- [WRITTEN REQUEST]
Please translate this sentence from the blog post below into Spanish: "I didn't realize until after I left how much I had needed that!"

───── READING TEXT ─────

I think my favourite part about this weekend, though, was being blown away by how, with my own parents so far away that I can't run to them when I need a safe place, God has graciously provided me with surrogate families when I need them. Like Uncle Mike, who listened to my rambling because he cares, who offered hugs and prayers and encouragement. Like the Shaffners, who not only opened up their home for a weekend of rest, but also offered me their spare bedroom upstairs if I ever need a place to live or even just to crash for a little while. I left their house at 5:30 Monday morning with tears of gratitude in my eyes, for their generosity, their kindness, their open hearts, wise words, and the love of Christ that they poured out on me this weekend. I didn't realize until after I left how much I had needed that! Thank You, God, for Your body. And thank you, Paul & Kat, for sharing your family with me.

Friday, April 07, 2006

When worlds collide

Wow. Jeremy Davis just walked by the door to my office on his wandering tour of the gym, and I jumped up, threw open my office door, and gave him one of the biggest hugs ever! You see, I've never seen him in this country before. And now he's in HOUGHTON!!!! I've known him ever since he was born, in Brazil, into one of the most amazing families in my mission, just 10 months after my brother Ben was born. And now he's visiting colleges!!!! Unbelievable. He's one of my little brother Ben's best friends (one of the "Three Stooges," as I affectionately call Ben, Jer, and Caleb, who have been practically inseparable since birth), and a REALLY quality 15-year-old guy. Jer, you're awesome!

───── DATA SECTION ─────

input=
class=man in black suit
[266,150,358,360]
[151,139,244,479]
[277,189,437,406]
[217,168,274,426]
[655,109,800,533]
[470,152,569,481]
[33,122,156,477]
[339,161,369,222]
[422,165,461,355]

─────

- [THE OUTPUT]
¡No me di cuenta hasta después de irme de cuánto lo había necesitado!